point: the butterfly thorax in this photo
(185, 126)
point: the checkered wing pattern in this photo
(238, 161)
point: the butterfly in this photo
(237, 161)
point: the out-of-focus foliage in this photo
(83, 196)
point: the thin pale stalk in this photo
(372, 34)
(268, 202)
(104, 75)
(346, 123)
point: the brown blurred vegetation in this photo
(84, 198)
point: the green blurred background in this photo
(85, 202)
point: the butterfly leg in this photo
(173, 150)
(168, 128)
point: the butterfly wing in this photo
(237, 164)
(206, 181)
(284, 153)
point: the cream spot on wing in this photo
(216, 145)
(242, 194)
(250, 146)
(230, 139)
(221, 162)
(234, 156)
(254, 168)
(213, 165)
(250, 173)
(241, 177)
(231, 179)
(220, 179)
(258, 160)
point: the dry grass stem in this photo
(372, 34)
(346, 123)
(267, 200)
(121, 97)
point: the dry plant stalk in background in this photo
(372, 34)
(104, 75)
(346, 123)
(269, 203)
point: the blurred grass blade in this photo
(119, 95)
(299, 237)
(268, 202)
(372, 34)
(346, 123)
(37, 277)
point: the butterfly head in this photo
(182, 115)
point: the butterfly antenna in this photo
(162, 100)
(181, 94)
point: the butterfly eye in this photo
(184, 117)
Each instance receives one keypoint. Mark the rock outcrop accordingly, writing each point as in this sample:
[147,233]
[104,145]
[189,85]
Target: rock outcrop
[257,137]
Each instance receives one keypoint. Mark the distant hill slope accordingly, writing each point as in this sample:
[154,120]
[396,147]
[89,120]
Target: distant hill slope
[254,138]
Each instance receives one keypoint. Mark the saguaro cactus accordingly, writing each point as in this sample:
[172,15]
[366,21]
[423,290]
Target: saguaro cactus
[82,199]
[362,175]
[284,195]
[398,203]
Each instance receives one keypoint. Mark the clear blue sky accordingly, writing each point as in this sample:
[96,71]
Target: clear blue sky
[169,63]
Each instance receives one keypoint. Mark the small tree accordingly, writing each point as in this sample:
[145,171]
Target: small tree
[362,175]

__Problem__. Repeat exactly the lines starting at the line with "Each instance receives one keypoint. Mark the distant" and ending with the final line of the entries. Include nothing else.

__Solution below__.
Each instance receives one keypoint. Mark the distant hill slope accordingly, writing each point as in this sample:
[154,120]
[396,147]
[89,120]
Target: distant hill slope
[254,138]
Each instance receives one keypoint. Mark the saguaro cactus accordingly, writing each point as in this sample:
[172,15]
[366,21]
[423,290]
Target: saguaro cactus
[82,199]
[362,175]
[284,195]
[398,203]
Each instance receives one keypoint. Mark the clear blue sky accordingly, writing each point as in this sample:
[96,71]
Target: clear blue sky
[169,63]
Each instance receives one keypoint. Mark the small tree accordingly, writing each point as in this sample:
[145,171]
Target: small tree
[362,175]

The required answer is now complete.